**GOAL OF THE EXERCISE:** Rewrite the data as a numbered list, starting at the line that contains "Query: beige apron" and continuing through the final line of the data, with blank lines omitted.

**TASK MATERIAL:**
◇ ◇ ◇ ◇ ◇ ◇ ◇

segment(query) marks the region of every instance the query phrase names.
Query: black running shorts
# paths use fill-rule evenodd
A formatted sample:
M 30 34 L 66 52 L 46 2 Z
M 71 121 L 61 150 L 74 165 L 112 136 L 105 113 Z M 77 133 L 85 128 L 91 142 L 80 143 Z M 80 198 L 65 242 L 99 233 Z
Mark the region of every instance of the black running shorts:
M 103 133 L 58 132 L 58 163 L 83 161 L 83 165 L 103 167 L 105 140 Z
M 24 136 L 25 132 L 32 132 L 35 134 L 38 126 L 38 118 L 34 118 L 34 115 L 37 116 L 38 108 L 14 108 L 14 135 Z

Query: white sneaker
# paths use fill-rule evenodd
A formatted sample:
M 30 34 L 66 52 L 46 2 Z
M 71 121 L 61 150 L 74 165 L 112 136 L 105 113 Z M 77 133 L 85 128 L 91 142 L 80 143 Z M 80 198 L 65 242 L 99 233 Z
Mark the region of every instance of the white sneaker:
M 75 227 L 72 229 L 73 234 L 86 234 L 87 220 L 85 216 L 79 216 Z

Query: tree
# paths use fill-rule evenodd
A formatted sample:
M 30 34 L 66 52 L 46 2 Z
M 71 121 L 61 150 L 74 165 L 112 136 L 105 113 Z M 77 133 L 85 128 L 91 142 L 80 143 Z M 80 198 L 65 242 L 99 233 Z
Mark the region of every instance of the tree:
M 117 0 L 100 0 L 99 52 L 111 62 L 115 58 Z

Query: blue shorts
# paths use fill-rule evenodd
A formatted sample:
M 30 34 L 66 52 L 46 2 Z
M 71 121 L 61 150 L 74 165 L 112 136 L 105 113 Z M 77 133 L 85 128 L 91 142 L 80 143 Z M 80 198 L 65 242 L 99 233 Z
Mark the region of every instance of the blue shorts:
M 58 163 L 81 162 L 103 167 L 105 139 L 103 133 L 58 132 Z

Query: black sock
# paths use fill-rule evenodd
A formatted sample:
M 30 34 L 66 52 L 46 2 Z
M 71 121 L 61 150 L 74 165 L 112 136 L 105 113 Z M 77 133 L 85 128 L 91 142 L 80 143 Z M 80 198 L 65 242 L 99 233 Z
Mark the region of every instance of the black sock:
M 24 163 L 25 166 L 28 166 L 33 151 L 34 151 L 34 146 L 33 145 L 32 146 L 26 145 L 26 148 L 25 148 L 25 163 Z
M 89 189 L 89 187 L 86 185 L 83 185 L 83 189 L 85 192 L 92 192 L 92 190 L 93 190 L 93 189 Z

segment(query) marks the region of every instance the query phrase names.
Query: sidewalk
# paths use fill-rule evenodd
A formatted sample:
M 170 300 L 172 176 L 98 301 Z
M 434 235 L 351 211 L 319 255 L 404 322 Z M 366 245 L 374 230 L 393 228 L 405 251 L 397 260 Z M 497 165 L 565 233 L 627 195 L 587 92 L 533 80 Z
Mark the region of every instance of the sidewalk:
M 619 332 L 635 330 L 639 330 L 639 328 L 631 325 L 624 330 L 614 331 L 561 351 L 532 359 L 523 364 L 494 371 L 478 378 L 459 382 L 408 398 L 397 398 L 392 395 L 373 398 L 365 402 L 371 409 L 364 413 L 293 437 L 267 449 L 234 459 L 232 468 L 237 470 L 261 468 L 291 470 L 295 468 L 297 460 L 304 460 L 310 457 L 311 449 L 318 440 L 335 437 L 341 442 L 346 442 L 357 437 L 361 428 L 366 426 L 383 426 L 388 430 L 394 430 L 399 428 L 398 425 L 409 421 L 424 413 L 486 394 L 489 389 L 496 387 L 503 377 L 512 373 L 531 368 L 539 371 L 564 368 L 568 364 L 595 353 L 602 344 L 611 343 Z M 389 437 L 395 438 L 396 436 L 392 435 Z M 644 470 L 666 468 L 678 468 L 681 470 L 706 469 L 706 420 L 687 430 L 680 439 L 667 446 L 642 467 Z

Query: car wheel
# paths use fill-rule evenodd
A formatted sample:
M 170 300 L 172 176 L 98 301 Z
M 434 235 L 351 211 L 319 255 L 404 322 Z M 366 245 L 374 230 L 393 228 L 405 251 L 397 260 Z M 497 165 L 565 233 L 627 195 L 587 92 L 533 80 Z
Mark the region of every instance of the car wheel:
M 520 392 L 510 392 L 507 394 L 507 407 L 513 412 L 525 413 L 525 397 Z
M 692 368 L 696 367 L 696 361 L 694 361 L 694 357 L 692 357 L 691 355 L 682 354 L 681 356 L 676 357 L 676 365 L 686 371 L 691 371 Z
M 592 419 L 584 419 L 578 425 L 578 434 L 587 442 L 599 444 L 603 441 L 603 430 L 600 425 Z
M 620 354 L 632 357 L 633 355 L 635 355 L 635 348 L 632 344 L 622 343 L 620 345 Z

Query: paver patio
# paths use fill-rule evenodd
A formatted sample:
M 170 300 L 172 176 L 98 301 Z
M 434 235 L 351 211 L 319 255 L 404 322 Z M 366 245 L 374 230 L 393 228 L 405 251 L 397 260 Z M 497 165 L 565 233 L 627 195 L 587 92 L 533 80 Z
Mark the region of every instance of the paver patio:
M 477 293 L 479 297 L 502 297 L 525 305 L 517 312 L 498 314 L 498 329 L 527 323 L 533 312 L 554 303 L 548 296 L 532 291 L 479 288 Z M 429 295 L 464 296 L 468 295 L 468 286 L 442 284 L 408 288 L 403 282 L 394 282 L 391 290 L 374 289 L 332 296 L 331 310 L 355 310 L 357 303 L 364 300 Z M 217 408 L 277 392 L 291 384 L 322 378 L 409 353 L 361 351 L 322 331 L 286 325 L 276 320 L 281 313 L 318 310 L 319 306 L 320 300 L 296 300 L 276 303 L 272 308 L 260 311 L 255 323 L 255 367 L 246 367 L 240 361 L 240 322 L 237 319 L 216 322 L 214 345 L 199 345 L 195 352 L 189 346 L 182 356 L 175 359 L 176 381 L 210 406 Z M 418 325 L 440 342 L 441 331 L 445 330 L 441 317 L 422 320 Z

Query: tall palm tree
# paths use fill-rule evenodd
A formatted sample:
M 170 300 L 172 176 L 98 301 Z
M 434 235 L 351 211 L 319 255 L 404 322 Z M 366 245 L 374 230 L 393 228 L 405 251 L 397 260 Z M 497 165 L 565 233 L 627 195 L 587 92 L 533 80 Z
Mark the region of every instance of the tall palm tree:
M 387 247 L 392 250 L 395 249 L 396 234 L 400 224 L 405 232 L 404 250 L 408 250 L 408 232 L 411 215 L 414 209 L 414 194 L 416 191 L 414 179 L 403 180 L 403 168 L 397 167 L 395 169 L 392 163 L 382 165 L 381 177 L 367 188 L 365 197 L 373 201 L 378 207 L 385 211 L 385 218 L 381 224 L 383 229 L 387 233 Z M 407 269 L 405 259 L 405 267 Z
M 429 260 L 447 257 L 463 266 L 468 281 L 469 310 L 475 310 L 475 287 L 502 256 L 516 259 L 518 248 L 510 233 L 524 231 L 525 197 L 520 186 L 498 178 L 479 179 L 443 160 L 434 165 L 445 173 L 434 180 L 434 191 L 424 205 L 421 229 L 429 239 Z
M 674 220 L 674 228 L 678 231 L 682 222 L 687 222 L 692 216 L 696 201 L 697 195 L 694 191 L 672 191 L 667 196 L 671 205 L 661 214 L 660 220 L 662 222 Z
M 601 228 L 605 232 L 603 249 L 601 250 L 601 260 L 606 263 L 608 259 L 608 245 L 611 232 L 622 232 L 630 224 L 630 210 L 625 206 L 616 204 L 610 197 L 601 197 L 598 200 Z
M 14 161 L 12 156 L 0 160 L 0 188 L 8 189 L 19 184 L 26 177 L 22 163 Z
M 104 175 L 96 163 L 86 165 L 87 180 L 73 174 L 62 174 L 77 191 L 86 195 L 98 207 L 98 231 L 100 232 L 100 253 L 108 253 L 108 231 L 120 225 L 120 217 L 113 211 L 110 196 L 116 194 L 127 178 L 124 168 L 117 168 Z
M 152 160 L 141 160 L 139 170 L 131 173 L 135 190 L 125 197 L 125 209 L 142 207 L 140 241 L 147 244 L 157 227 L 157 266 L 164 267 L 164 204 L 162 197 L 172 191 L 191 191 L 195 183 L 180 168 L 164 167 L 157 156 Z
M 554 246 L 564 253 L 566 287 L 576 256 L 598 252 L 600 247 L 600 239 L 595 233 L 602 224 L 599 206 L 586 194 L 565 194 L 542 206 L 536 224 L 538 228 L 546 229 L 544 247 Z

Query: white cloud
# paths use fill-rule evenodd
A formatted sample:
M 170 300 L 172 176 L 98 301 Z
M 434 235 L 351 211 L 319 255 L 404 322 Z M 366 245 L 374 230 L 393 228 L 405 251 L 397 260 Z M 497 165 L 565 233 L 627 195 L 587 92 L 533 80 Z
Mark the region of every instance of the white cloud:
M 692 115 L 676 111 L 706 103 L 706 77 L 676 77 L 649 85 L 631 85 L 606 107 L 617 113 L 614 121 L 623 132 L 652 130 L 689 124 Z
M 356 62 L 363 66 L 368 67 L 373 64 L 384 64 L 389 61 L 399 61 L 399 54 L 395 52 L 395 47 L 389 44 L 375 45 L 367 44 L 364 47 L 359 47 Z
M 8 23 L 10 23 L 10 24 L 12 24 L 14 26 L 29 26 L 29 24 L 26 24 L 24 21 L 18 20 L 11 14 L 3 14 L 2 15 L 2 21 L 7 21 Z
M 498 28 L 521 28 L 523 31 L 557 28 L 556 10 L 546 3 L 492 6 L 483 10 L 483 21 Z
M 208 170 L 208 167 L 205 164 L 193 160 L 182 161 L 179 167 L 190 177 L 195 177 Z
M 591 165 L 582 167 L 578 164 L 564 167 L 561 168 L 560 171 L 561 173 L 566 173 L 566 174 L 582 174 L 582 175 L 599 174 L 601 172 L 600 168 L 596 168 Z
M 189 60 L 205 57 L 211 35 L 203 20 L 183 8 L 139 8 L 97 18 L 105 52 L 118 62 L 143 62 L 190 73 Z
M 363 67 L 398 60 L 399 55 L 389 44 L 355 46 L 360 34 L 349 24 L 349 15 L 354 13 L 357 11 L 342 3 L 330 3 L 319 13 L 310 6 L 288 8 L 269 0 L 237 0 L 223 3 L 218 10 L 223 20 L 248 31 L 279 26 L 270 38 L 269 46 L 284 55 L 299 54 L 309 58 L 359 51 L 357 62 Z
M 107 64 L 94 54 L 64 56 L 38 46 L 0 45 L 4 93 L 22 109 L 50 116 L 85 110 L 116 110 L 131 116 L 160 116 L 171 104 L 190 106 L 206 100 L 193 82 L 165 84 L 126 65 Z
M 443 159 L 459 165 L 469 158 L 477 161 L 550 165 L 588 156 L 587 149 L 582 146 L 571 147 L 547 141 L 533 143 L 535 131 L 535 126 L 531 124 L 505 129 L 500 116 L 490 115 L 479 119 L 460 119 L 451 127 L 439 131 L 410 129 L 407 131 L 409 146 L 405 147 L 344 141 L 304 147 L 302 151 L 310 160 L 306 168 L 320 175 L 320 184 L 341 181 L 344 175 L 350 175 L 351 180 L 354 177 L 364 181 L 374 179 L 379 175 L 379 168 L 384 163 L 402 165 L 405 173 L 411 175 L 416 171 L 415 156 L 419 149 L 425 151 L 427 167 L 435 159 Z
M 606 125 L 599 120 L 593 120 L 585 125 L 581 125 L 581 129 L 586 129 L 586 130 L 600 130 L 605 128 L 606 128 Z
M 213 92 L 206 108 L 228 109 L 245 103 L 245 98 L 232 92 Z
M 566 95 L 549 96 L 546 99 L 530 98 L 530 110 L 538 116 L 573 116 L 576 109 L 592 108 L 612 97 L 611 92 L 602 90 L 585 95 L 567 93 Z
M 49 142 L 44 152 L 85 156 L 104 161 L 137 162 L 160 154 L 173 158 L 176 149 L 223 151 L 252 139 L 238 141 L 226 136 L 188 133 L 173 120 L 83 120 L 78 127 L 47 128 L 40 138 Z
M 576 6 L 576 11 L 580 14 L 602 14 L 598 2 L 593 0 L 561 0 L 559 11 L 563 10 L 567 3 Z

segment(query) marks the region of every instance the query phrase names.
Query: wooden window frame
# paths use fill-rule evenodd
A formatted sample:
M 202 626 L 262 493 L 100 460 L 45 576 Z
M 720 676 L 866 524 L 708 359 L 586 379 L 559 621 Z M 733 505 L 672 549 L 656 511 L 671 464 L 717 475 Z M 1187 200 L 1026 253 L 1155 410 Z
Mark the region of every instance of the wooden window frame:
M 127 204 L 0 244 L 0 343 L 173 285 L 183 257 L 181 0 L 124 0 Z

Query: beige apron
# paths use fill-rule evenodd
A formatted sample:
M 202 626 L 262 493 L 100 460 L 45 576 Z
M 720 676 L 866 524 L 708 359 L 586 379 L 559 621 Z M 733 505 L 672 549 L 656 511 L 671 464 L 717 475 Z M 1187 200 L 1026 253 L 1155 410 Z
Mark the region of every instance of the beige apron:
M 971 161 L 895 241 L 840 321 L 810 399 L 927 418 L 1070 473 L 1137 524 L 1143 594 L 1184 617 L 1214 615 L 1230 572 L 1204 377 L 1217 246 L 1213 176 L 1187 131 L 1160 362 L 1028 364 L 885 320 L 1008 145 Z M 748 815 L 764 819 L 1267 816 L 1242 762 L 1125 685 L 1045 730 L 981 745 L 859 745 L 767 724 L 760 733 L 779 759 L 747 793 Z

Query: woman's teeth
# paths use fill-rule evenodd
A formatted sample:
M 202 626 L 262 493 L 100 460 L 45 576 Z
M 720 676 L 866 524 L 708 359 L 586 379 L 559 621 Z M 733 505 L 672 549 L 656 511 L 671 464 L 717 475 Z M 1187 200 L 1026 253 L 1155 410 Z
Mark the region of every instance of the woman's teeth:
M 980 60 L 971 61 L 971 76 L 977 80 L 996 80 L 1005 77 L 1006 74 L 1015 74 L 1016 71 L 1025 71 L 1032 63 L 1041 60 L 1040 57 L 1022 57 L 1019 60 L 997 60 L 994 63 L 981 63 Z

◇ ◇ ◇ ◇ ◇ ◇ ◇

**FINAL ANSWER:**
1. Query: beige apron
2. # paths use fill-rule evenodd
3. A formatted sample:
4. M 202 626 L 262 493 L 100 460 L 45 576 Z
5. M 720 676 L 866 524 L 708 359 L 586 379 L 559 621 Z M 733 505 L 672 549 L 656 511 L 671 464 L 717 475 Z M 1187 200 L 1026 253 L 1155 410 Z
6. Mark the region of every instance of the beige apron:
7. M 971 161 L 895 241 L 840 321 L 810 399 L 927 418 L 1070 473 L 1137 524 L 1143 594 L 1184 617 L 1214 615 L 1230 572 L 1204 377 L 1217 246 L 1213 176 L 1187 131 L 1160 362 L 1028 364 L 885 320 L 1008 145 Z M 748 815 L 764 819 L 1267 816 L 1242 762 L 1125 685 L 1045 730 L 981 745 L 859 745 L 767 724 L 760 733 L 779 759 L 747 793 Z
8. Query: woman's teeth
9. # paths use fill-rule evenodd
10. A formatted sample:
11. M 202 626 L 262 493 L 100 460 L 45 576 Z
12. M 720 676 L 866 524 L 708 359 L 586 379 L 559 621 Z M 733 505 L 672 549 L 656 511 L 671 464 L 717 475 Z M 1187 200 L 1026 253 L 1155 410 Z
13. Mark the region of every instance of the woman's teeth:
14. M 980 60 L 971 61 L 971 76 L 977 80 L 996 80 L 1005 77 L 1006 74 L 1015 74 L 1016 71 L 1025 71 L 1032 63 L 1041 60 L 1040 57 L 1022 57 L 1019 60 L 997 60 L 994 63 L 981 63 Z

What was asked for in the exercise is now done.